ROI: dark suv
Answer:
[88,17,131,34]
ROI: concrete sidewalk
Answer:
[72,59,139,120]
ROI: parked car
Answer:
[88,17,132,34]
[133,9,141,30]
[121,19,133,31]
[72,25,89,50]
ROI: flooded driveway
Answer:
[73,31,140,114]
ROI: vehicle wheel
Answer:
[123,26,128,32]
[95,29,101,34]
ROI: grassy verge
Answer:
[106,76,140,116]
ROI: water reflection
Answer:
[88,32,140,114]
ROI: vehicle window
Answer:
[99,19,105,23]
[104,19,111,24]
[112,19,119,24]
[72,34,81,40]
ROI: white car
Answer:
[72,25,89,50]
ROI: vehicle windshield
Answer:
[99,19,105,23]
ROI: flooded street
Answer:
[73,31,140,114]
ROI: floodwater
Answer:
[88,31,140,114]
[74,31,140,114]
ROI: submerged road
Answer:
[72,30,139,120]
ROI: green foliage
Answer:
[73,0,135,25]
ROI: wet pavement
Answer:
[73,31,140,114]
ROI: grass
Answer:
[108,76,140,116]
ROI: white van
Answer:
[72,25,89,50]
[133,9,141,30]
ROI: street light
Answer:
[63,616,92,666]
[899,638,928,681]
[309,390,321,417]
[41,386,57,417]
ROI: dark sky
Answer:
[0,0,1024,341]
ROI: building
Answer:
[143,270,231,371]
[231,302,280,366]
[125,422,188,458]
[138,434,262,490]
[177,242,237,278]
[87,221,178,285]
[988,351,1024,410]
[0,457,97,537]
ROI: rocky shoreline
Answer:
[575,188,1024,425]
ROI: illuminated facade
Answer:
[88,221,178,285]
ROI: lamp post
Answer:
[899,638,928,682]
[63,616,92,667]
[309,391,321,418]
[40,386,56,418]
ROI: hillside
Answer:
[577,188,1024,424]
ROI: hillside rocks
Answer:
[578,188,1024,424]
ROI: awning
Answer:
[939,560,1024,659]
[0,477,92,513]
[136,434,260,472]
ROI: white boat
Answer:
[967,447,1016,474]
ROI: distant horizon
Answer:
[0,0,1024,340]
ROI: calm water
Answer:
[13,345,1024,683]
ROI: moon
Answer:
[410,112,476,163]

» Brief
Reproduce the entire listing above line for line, changing nothing and keeping every line in its original order.

» Written solution
ROI: dark suv
Answer:
[88,17,131,34]
ROI: concrete sidewalk
Answer:
[72,59,139,120]
ROI: parked car
Answer:
[88,17,132,34]
[133,9,141,30]
[121,19,133,31]
[72,25,89,50]
ROI: flooded driveway
Answer:
[73,31,140,114]
ROI: vehicle wheel
Answer:
[123,26,128,32]
[95,29,101,34]
ROI: grassy verge
Answer:
[106,76,140,116]
ROI: water reflection
Answer:
[88,32,140,114]
ROI: vehicle window
Answer:
[99,19,105,23]
[104,19,111,24]
[112,19,119,24]
[72,34,81,40]
ROI: white car
Answer:
[72,25,89,50]
ROI: vehicle windshield
Answer:
[99,19,105,23]
ROI: flooded street
Answer:
[73,31,140,114]
ROI: floodwater
Answer:
[88,31,140,114]
[74,31,140,114]
ROI: submerged road
Answer:
[72,30,139,120]
ROI: green foliage
Answer:
[73,0,135,25]
ROI: wet pavement
Answer:
[73,31,140,114]
ROI: grass
Answer:
[108,76,140,116]
ROI: white van
Answer:
[72,25,89,50]
[133,9,141,30]
ROI: street light
Answer:
[63,616,92,666]
[899,638,928,681]
[309,390,321,417]
[41,386,57,417]
ROI: dark sky
Answer:
[0,0,1024,341]
ROI: building
Answer:
[143,270,231,371]
[231,302,280,366]
[125,422,188,458]
[138,434,262,490]
[177,242,237,278]
[87,221,178,285]
[988,351,1024,410]
[0,457,97,537]
ROI: rocky shoreline
Answer:
[575,188,1024,425]
ROI: illuminated facade
Answer:
[88,221,178,285]
ROI: lamp post
Answer:
[899,638,928,682]
[63,616,92,667]
[309,391,321,418]
[40,386,56,418]
ROI: hillside
Answer:
[577,188,1024,424]
ROI: hillside rocks
Answer:
[578,188,1024,424]
ROI: awning
Answer:
[939,560,1024,659]
[0,477,92,513]
[136,434,260,472]
ROI: white boat
Answer:
[967,447,1016,474]
ROI: distant horizon
Answer:
[0,0,1024,340]
ROI: calm water
Answer:
[13,345,1024,683]
ROI: moon
Answer:
[410,112,476,163]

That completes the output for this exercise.